**Source data**

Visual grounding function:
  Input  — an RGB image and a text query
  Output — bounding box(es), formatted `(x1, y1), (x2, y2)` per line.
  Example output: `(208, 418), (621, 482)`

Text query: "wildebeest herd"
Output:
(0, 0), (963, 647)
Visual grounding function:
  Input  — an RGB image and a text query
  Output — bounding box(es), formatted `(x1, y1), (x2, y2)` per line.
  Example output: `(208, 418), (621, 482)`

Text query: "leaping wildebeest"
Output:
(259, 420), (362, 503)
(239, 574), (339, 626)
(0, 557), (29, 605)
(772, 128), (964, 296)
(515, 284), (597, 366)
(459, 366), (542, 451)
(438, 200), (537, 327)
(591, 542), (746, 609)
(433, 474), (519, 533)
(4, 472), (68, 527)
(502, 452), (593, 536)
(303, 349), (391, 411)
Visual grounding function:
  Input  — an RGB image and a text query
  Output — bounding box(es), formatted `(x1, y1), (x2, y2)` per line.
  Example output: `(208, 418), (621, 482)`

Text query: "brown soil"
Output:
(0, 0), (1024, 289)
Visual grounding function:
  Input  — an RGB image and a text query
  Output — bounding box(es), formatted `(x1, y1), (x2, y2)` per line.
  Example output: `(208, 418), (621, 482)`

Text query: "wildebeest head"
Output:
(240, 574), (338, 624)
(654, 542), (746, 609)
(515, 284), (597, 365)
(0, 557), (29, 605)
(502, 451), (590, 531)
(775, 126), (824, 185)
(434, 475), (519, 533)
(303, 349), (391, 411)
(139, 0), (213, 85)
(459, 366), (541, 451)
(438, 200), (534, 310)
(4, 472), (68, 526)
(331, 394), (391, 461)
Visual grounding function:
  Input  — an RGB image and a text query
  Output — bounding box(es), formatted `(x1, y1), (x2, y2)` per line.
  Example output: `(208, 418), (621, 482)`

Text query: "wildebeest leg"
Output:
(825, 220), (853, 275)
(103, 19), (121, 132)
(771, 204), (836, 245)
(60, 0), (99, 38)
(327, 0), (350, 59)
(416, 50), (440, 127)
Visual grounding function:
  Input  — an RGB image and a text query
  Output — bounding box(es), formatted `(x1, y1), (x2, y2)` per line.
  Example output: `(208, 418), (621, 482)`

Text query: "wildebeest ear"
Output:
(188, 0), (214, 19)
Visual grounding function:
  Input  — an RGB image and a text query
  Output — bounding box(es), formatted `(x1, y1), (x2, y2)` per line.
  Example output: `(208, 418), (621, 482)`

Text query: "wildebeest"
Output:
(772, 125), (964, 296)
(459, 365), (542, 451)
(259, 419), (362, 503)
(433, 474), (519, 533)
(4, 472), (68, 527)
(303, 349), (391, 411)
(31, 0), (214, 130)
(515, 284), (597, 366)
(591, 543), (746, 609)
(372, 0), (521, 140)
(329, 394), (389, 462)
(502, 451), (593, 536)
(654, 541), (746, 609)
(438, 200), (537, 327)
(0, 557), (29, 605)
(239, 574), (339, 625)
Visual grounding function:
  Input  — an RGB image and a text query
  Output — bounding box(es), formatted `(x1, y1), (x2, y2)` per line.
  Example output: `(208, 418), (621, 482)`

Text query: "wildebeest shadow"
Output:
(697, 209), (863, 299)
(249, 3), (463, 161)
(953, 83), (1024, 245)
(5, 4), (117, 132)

**Problem requirements**
Please repeat all of the records above line for line, with no changes.

**The response**
Visual grounding function:
  Input  — an RGB image and a text query
  Output — bounding box(es), formatted `(x1, y1), (x2, y2)` per line.
  Example output: `(208, 418), (621, 482)`

Text query: "wildebeest herd"
Output:
(0, 0), (963, 647)
Visual grounding function:
  Input  — an RGB image and a text query
  Output — bounding box(es), formatted `(x1, y1), (x2, y2)` per line.
  Example output: `(208, 418), (621, 482)`

Text query: "leaping wildebeest"
Output:
(259, 420), (362, 503)
(239, 574), (339, 626)
(0, 557), (29, 605)
(772, 128), (964, 296)
(515, 284), (597, 366)
(459, 366), (542, 451)
(438, 200), (537, 327)
(591, 542), (746, 609)
(433, 474), (519, 533)
(4, 472), (68, 527)
(502, 452), (593, 536)
(303, 349), (391, 411)
Visual grounding function:
  Input  — an RGB image and a text query
  Output — bounding box(es), formatted `(x1, y1), (x2, y2)` per line.
  Example output: `(208, 418), (621, 482)`

Text query: "brown soil"
Output:
(0, 0), (1024, 289)
Visual grounding function:
  Input  — an RGB image and a text query
  Output — bounding box(es), formatted `(x1, y1), (x2, y2)` per line.
  Example output: `(208, 418), (621, 482)`

Text query: "wildebeest head"
Output:
(240, 574), (338, 624)
(654, 542), (746, 609)
(515, 284), (597, 365)
(0, 557), (29, 605)
(502, 451), (590, 531)
(775, 126), (824, 185)
(434, 475), (519, 533)
(303, 349), (391, 411)
(139, 0), (213, 85)
(459, 366), (541, 451)
(438, 200), (534, 310)
(4, 472), (68, 526)
(331, 394), (391, 461)
Visual grounding function:
  Input  — an RGB image and a text query
  Output — bounding box(es), formatted `(x1, y1), (x2, y2)` per line.
  Example output: `(208, 418), (621, 482)`

Text query: "wildebeest leg"
Output:
(825, 220), (853, 275)
(103, 19), (121, 132)
(771, 204), (836, 245)
(60, 0), (99, 38)
(327, 0), (350, 59)
(416, 50), (440, 127)
Visual grounding function:
  Input  — an RGB image and a text query
  Output — bounding box(es), formatted `(x1, y1), (x2, y2)` per line.
  Example output: `(208, 418), (621, 482)`

Text query: "wildebeest ear"
Output:
(188, 0), (214, 19)
Visual grounding function:
  Input  — an RGB image and a text query
  Output — bounding box(es), formatted `(x1, y1), (x2, y2)` per line.
  Example output: `(208, 418), (621, 482)`

Text query: "wildebeest"
Output:
(772, 125), (964, 296)
(459, 365), (542, 451)
(259, 419), (362, 503)
(433, 474), (519, 533)
(4, 472), (68, 527)
(303, 349), (391, 411)
(31, 0), (214, 130)
(515, 284), (597, 366)
(591, 543), (746, 609)
(372, 0), (521, 140)
(329, 394), (389, 462)
(502, 451), (593, 536)
(654, 541), (746, 609)
(438, 200), (537, 327)
(0, 557), (29, 605)
(239, 574), (339, 625)
Visual grounding function:
  Input  — an RGB image and a text query
  Output — bounding box(es), formatted `(x1, y1), (x2, y2)` per line.
  Example output: `(208, 418), (621, 482)`

Text query: "wildebeest shadow"
Output:
(697, 209), (863, 299)
(249, 3), (463, 161)
(953, 83), (1024, 245)
(5, 4), (117, 132)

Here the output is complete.